• _Problem to work on_: Reproduce the data below line for line without any change, leaving out the pictures.

##### Data in this exercise

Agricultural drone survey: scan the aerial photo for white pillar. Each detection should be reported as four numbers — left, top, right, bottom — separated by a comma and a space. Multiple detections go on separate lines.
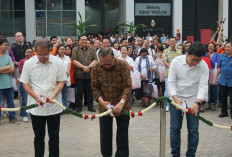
25, 0, 36, 43
76, 0, 85, 35
172, 0, 183, 45
218, 0, 229, 38
125, 0, 135, 22
118, 0, 134, 33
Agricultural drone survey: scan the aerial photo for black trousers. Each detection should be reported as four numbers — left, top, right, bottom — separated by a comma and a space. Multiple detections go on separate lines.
100, 115, 130, 157
31, 114, 60, 157
153, 78, 165, 96
76, 78, 93, 108
219, 85, 232, 115
69, 84, 77, 110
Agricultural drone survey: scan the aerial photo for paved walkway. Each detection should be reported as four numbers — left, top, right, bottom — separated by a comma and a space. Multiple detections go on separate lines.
0, 102, 232, 157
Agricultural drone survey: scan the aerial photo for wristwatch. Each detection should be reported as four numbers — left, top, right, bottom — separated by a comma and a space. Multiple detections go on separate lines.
195, 101, 201, 106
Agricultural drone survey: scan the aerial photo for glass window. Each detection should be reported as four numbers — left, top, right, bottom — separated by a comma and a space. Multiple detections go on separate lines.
1, 11, 14, 36
35, 0, 76, 36
35, 0, 47, 10
63, 0, 76, 10
14, 11, 26, 34
0, 0, 13, 10
47, 0, 61, 10
47, 11, 61, 36
62, 11, 76, 36
35, 11, 46, 36
14, 0, 25, 11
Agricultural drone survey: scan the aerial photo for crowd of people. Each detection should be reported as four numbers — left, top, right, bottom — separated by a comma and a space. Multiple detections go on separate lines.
0, 32, 232, 156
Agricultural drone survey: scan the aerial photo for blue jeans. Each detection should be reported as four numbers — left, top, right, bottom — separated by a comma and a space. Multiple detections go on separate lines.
164, 77, 170, 108
19, 83, 27, 117
170, 105, 199, 157
61, 83, 68, 107
0, 87, 16, 119
209, 85, 218, 105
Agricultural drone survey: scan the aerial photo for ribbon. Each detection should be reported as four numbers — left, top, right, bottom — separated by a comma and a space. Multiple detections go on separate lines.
91, 115, 96, 121
39, 101, 43, 106
84, 114, 89, 119
131, 112, 135, 118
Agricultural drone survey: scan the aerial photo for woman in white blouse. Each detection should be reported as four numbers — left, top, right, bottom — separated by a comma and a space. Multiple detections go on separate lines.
120, 46, 135, 71
138, 40, 155, 57
120, 46, 135, 106
56, 45, 71, 107
135, 48, 156, 107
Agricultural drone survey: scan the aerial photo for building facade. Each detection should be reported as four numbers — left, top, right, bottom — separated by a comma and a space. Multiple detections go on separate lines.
0, 0, 232, 43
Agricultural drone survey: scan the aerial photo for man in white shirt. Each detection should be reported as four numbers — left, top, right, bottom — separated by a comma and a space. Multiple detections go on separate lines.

##########

• _Written solution_:
Agricultural drone survey: scan the aerial photo for white pillar. Each detection should be reported as four numbers — left, top, right, bottom — separated by a comma and a space. Multiple detections go on separate lines.
25, 0, 36, 43
76, 0, 85, 35
172, 0, 183, 45
218, 0, 229, 38
125, 0, 135, 22
118, 0, 134, 33
Agricultural drone survey: scan the aerial photo for black trousers. Each detection should be reported as four numbers — left, top, right, bottom — separated by a comma and a space. Multiple detections go on separate lines.
100, 115, 130, 157
31, 114, 60, 157
153, 78, 165, 96
76, 78, 93, 108
219, 85, 232, 115
69, 84, 77, 110
Agricultural drone survey: scan the aerial photo for paved walkway. Each detection should be reported as four numbers — left, top, right, bottom — separated by a comma and a space. Multiple detections go on separate lines.
0, 102, 232, 157
Agricultural drone survey: scan the aerial photo for wristwatch. Each detection should be reported as four numbers — left, top, right, bottom — separated by a comma and a space. Multiple detections go on separate lines.
195, 101, 201, 106
Agricultural drone survey: scan the aerial photo for glass window. Each detection should be reported as four numbers — left, top, right, bottom — separated by a comma and a space. Multiple detections go on separate lines.
1, 11, 14, 36
35, 0, 76, 36
35, 0, 47, 10
63, 0, 76, 10
14, 11, 26, 34
0, 0, 13, 10
47, 0, 61, 10
47, 11, 61, 36
62, 11, 76, 36
35, 11, 46, 36
14, 0, 25, 11
Agricultural drone survey: scan the aerial photo for crowd of people. Each detection should be reported as four numbers — left, top, right, bottom — separated by a comma and a space. Multiple detections go on separate lines.
0, 32, 232, 156
Agricultural drone survey: scan the aerial photo for blue jeans. Each detection should be reported as four numbers — left, top, right, bottom — separated by a comma and a space. Multiple detections go on separate lines.
164, 77, 170, 108
19, 83, 27, 117
170, 105, 199, 157
61, 83, 68, 107
0, 87, 16, 119
209, 85, 218, 105
Agricultural drone survey: scan the aerial photo for ribbon. Each detection should be reported as four numbers — left, top, right, bottom — separated by a comma and a space. Multiple detections go on separate lines.
91, 115, 96, 121
39, 101, 43, 106
84, 114, 89, 119
131, 112, 135, 118
Agricultural drone survey: scan the aerial photo for woman in white blouse. Each detection should be reported as four numbers — left, top, right, bottom — separated by a comma and a space. Multiple detections go on separate lines.
120, 46, 135, 71
138, 40, 155, 57
120, 46, 135, 106
56, 45, 71, 107
135, 48, 156, 107
Agricultural drone survey: scan the aerial photo for building facade. Each detection should be reported as four numbers — left, top, right, bottom — separated by a comma and a space. Multiple detections go on separate lines.
0, 0, 232, 43
Agricultural drone survey: scan the aerial photo for man in white shirt. Each detection should be reported as four numbers — left, top, right, bottom — separated by a comma and a space. Multiple detections go on separate lines.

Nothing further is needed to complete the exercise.